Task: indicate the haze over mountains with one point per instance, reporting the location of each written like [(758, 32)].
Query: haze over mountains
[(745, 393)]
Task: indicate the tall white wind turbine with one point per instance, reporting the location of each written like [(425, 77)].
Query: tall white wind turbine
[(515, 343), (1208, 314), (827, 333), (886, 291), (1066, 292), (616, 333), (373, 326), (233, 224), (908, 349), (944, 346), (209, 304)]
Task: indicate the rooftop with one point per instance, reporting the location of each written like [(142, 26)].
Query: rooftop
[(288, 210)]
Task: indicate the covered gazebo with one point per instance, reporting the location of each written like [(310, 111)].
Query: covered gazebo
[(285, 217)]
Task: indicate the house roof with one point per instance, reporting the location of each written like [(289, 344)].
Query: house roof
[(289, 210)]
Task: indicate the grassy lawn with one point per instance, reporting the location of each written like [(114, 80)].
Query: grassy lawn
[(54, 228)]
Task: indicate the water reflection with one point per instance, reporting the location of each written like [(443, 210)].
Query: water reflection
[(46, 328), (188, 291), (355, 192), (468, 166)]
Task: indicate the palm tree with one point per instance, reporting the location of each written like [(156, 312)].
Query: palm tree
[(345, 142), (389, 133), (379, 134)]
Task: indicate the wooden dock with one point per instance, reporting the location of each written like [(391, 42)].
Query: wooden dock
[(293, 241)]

□ □ □ □

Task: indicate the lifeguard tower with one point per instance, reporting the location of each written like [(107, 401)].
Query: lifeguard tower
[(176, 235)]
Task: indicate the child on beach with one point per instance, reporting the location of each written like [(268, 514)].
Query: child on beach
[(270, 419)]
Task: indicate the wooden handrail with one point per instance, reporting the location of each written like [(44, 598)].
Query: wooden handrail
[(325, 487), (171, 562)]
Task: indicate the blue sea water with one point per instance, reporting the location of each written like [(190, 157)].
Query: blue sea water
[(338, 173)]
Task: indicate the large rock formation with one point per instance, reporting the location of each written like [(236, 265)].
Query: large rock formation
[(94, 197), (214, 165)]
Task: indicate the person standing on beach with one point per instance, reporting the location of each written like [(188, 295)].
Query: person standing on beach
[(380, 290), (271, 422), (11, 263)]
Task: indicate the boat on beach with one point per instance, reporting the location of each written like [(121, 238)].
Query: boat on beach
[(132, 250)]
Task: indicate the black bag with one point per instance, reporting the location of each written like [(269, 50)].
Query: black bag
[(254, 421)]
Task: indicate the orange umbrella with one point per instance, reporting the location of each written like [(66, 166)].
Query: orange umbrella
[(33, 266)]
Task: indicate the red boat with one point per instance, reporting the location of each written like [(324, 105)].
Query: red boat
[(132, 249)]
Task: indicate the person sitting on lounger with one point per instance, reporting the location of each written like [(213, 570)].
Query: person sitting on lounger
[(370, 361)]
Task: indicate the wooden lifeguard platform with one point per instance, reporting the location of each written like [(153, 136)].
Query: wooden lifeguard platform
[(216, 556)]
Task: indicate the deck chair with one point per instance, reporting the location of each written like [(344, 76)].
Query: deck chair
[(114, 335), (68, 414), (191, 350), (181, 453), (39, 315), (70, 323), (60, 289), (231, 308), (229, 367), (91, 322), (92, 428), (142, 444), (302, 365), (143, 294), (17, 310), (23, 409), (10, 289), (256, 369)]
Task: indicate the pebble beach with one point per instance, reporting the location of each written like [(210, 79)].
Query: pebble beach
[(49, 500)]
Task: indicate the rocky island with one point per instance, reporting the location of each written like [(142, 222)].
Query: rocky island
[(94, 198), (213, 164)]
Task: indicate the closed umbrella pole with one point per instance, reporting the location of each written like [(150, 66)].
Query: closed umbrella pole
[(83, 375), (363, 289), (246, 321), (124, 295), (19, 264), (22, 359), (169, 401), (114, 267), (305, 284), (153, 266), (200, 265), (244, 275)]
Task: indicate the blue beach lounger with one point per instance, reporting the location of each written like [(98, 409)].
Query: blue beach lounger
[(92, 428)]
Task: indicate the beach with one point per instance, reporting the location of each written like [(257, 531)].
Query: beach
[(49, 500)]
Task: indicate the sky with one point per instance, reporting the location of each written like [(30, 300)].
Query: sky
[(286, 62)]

□ □ □ □

### Your instructions
Reproduce the listing lines starting at the line that contains "Task: indicate the grassy" and ending at the line that contains "[(293, 241)]", replacing "palm tree" with "coconut palm" and leaving everything else unchanged.

### Result
Task: indicate the grassy lawn with one point per instance, reporting the location of each written like [(114, 80)].
Query: grassy lawn
[(54, 228)]
Task: indicate the water reflection with one point per instance, reporting the location of each written like [(443, 210)].
Query: water reflection
[(46, 328), (188, 291), (355, 192), (468, 166)]
Task: indicate the coconut palm with one point per instance, reporting the location of each written like [(156, 312)].
Query: coconut palm
[(345, 142), (389, 133), (379, 134)]
Task: indicate the wooden dock with one point per instance, reporting the location of each written like [(391, 42)].
Query: wooden dock
[(293, 241)]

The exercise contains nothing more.